**DOCUMENT TEXT**
::::::::::
Over the weekend, I was on the phone with Gilbert Baker, trying to figure out what had gone wrong with the left in San Francisco. Baker is a political activist, the brilliant designer of the gay rainbow flag and the Nureyev of political demonstrations. He has caused more trouble on the streets of politics than cops have in their bad dreams.

"There was maybe a billion dollars' worth of bombs and ordinance in this diversion operation against Iraq--and Democrats are complaining that independent counsel Kenneth Starr's investigation cost $40 million," Baker said.

"In 1991, we marched in the streets by the thousands for days. We shut down the Bay Bridge over the Gulf War. Now a lot of people don't seem to care about civil rights, gay rights, you name it," he said.

Is there a left-wing passive freeze--like the lemon-crop frost--coming on? Are times so relatively good that yesterday's gladiators would rather curl up by the fire and ignore tomorrow's torments?

Last week Baker penned an interesting article, distributed to the gay press, about the peculiar passivity of the California gay community--a passivity echoed in San Francisco's former formidable antiwar community--over the Y2K election year of the far right's initiative banning gay marriages.

Baker said that he himself was for freedom from marriage, straight or gay, but his political alarm system had gone off when he saw that the right wing, nationally, was financing, from its ample resources, a ballot initiative defining marriage as "bridal white supermecy."

Despite his own ambivalent feeling over whether gay marriage is the way to go for the poppy state, Baker believes passionately, politically, that the antigay marriage on the 1999 ballot has to be defeated because, if it is won, it would be a signal victory for the religious right. This megabillon-dollar attempt to put a right-wing camel's nose under the tent of California politics began with the well-financed far-right attempt to disembowel organized labor on the last ballot. Baker's concern was if it wins one, it might end up winning them all.
::::::::::
**DATA EXTRACT**
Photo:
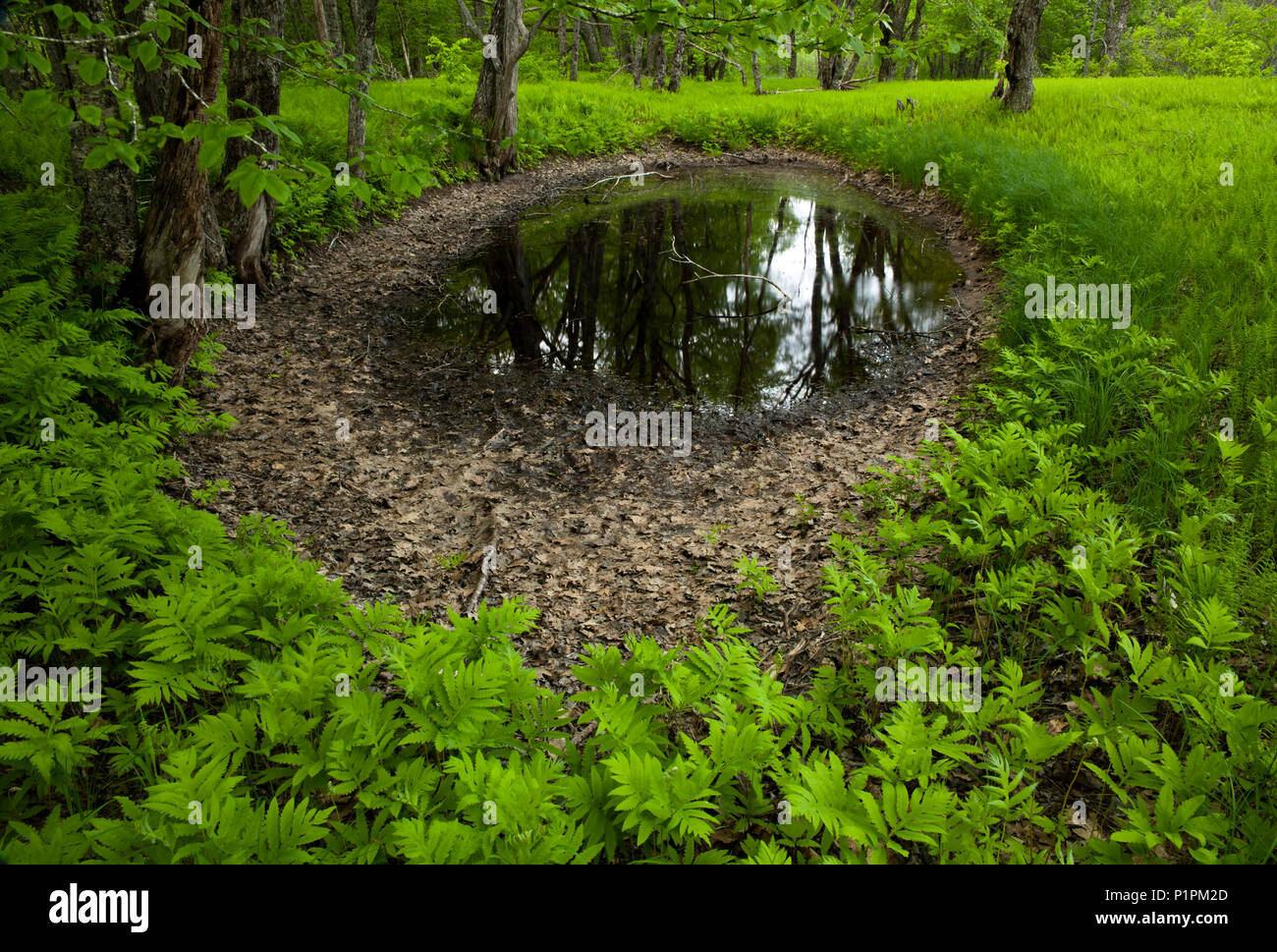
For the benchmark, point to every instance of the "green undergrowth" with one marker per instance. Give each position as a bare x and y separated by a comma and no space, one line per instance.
1093,536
::::::::::
**EXERCISE**
Set down the full text about Gilbert Baker and the San Francisco left from above, word for word, with nothing left out or changed.

**RESULT BELOW**
Over the weekend, I was on the phone with Gilbert Baker, trying to figure out what had gone wrong with the left in San Francisco. Baker is a political activist, the brilliant designer of the gay rainbow flag and the Nureyev of political demonstrations. He has caused more trouble on the streets of politics than cops have in their bad dreams.

"There was maybe a billion dollars' worth of bombs and ordinance in this diversion operation against Iraq--and Democrats are complaining that independent counsel Kenneth Starr's investigation cost $40 million," Baker said.

"In 1991, we marched in the streets by the thousands for days. We shut down the Bay Bridge over the Gulf War. Now a lot of people don't seem to care about civil rights, gay rights, you name it," he said.

Is there a left-wing passive freeze--like the lemon-crop frost--coming on? Are times so relatively good that yesterday's gladiators would rather curl up by the fire and ignore tomorrow's torments?

Last week Baker penned an interesting article, distributed to the gay press, about the peculiar passivity of the California gay community--a passivity echoed in San Francisco's former formidable antiwar community--over the Y2K election year of the far right's initiative banning gay marriages.

Baker said that he himself was for freedom from marriage, straight or gay, but his political alarm system had gone off when he saw that the right wing, nationally, was financing, from its ample resources, a ballot initiative defining marriage as "bridal white supermecy."

Despite his own ambivalent feeling over whether gay marriage is the way to go for the poppy state, Baker believes passionately, politically, that the antigay marriage on the 1999 ballot has to be defeated because, if it is won, it would be a signal victory for the religious right. This megabillon-dollar attempt to put a right-wing camel's nose under the tent of California politics began with the well-financed far-right attempt to disembowel organized labor on the last ballot. Baker's concern was if it wins one, it might end up winning them all.